**What needs to be done:** Copy every line from the one containing "Each instance receives one keypoint. Mark the green mint" through the last line of the records below, both included, and nothing else.

[Recorded data]
|---|
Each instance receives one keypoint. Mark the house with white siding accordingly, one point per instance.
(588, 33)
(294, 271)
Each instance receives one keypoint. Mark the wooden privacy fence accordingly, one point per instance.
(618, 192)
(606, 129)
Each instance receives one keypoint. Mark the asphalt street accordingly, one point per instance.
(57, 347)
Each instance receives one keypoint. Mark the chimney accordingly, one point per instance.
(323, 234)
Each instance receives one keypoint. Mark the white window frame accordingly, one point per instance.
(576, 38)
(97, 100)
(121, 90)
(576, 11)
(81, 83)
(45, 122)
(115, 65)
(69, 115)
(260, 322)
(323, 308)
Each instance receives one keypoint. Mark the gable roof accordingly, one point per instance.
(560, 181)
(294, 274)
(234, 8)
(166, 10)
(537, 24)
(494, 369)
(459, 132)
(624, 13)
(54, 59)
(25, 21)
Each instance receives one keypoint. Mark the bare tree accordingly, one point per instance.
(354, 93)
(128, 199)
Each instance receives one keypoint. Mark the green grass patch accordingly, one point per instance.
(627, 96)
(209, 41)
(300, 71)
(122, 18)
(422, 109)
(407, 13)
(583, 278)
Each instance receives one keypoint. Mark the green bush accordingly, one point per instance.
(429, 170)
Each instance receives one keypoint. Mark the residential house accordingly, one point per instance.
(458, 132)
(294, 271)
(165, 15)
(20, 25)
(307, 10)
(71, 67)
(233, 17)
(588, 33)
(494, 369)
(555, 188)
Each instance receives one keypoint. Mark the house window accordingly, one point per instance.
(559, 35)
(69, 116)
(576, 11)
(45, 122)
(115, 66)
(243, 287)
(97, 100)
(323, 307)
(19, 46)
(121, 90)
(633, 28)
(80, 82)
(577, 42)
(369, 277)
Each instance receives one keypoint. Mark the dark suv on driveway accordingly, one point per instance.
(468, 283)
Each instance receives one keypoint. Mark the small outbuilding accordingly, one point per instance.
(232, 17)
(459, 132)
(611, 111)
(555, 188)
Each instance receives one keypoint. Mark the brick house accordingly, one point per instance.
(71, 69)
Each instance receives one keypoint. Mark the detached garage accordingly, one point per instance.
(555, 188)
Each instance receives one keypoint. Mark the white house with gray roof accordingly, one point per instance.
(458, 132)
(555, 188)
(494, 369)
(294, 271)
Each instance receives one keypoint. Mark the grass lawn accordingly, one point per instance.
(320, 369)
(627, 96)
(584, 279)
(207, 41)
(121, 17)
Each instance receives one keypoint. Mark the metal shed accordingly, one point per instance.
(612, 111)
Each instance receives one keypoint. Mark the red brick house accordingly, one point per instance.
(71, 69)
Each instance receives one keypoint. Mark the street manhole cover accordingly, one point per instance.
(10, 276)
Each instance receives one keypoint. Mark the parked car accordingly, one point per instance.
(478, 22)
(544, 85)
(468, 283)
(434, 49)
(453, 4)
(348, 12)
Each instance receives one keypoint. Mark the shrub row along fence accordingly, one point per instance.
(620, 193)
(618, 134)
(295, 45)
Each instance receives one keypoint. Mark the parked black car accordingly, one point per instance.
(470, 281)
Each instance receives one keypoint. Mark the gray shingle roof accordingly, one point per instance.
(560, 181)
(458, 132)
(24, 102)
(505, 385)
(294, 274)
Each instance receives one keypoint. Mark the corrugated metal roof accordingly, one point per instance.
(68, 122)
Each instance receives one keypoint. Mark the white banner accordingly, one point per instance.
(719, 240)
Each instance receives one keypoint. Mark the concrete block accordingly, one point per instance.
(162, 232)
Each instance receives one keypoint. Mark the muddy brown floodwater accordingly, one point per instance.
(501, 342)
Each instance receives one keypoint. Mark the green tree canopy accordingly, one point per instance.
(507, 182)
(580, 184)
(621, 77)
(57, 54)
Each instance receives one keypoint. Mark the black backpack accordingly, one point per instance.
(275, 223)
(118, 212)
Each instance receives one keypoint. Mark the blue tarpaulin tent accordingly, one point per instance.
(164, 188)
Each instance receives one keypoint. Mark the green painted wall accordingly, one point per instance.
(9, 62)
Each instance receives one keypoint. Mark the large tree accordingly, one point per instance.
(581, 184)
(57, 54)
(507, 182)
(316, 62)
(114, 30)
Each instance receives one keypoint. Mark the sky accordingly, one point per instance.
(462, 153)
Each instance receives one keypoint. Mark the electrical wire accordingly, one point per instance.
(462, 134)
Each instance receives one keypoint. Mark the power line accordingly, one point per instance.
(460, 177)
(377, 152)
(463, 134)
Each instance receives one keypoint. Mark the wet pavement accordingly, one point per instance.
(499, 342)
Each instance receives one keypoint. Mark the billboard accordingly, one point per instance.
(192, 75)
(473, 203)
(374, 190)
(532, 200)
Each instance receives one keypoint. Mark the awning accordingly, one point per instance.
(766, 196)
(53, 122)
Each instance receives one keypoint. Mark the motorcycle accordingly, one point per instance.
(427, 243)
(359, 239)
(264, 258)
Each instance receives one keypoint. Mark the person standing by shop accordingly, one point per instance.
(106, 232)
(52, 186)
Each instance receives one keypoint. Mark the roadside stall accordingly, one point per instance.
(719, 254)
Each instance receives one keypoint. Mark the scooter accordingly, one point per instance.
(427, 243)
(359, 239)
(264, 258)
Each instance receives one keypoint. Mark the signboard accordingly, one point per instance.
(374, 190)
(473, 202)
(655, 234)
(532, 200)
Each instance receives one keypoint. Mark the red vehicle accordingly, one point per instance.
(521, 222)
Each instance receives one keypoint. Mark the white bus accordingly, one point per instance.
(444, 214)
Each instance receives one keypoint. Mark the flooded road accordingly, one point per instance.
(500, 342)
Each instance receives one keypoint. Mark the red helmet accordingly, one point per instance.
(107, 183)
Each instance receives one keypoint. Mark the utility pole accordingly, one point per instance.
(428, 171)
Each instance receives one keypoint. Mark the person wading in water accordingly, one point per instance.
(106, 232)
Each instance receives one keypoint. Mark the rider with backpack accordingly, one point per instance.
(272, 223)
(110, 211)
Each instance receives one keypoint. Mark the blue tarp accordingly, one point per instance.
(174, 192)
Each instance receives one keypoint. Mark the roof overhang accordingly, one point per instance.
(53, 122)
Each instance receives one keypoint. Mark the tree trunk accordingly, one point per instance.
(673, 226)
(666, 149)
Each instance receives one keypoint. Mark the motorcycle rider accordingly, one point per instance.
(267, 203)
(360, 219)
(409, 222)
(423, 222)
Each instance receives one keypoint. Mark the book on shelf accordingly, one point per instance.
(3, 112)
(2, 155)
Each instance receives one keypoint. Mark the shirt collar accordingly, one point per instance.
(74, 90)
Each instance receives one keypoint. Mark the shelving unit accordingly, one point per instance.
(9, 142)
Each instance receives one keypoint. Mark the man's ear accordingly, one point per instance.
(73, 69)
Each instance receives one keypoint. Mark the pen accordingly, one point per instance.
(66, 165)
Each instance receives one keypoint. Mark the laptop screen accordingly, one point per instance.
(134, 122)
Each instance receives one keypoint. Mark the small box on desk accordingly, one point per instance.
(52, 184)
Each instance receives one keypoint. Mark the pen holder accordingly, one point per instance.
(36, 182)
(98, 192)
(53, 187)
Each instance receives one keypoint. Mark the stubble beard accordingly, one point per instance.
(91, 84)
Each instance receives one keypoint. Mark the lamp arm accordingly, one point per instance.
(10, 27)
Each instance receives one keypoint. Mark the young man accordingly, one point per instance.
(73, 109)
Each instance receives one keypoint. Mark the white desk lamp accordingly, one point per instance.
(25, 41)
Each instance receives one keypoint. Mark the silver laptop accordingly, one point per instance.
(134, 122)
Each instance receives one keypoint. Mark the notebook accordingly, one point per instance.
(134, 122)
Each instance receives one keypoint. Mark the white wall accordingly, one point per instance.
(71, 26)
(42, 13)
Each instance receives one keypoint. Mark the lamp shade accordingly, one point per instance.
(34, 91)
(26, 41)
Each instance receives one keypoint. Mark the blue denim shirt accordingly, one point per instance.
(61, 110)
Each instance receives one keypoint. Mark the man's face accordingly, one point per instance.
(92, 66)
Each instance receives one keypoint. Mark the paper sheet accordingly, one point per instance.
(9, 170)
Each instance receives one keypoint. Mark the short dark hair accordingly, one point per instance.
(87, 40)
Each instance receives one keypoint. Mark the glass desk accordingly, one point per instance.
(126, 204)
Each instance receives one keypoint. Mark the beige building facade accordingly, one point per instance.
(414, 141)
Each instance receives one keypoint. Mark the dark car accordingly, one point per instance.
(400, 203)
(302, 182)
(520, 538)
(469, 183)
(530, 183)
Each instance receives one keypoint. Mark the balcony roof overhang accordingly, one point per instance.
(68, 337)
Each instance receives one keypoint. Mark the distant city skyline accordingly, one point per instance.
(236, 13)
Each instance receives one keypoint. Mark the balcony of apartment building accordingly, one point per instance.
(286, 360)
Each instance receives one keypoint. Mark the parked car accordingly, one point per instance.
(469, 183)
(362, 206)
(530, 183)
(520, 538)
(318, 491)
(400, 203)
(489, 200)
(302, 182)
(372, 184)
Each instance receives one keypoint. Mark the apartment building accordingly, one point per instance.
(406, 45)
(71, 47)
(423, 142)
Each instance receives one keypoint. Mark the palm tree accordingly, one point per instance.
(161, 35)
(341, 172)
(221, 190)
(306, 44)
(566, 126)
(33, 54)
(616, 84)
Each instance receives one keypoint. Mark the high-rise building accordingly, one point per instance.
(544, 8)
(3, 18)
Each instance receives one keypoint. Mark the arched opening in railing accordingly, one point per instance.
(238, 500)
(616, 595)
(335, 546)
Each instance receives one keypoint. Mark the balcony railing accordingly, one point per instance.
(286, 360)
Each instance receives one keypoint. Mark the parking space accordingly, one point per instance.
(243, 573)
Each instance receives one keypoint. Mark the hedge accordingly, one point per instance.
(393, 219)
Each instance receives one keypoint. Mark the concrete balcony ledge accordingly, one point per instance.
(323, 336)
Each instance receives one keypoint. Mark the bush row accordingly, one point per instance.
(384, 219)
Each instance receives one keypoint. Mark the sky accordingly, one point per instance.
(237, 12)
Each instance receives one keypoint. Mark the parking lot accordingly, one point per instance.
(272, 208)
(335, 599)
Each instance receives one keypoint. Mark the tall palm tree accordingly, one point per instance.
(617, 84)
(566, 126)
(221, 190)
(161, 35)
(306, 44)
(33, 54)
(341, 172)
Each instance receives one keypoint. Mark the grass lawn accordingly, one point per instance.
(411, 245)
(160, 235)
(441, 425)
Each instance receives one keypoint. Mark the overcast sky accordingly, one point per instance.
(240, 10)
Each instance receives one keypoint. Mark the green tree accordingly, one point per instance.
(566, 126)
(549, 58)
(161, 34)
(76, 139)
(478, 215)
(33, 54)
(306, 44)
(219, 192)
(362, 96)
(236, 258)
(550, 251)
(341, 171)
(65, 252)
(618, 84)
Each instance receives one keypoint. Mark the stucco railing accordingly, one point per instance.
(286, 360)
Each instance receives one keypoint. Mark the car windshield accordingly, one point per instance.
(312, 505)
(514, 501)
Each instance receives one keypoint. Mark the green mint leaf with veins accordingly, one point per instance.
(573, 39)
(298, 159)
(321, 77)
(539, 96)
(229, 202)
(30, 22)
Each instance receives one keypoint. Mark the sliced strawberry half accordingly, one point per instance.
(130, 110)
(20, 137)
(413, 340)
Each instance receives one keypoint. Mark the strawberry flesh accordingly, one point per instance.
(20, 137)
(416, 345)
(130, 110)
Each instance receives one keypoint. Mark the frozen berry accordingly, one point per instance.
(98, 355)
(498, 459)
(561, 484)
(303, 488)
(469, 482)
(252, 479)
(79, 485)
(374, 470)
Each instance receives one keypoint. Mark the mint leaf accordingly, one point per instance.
|---|
**Exercise solution:**
Each instance receives one keypoint. Mark the green mint leaf with veins accordingly, one point per instance.
(573, 39)
(298, 159)
(321, 77)
(539, 96)
(229, 202)
(30, 22)
Each instance receives one keypoint. Mark the sliced strawberry half accordingly, one point per instance.
(130, 110)
(20, 137)
(413, 340)
Each instance receives one keypoint. Mark the strawberry flesh accordingly, one point per instance.
(20, 137)
(416, 345)
(130, 110)
Each instance receives one keypoint. Mark the frozen berry accordingly, one point per instance.
(98, 355)
(498, 459)
(561, 484)
(303, 488)
(469, 482)
(252, 479)
(79, 485)
(374, 470)
Each instance receives one keypoint. Mark the mint leaf accordingly, one point per instance.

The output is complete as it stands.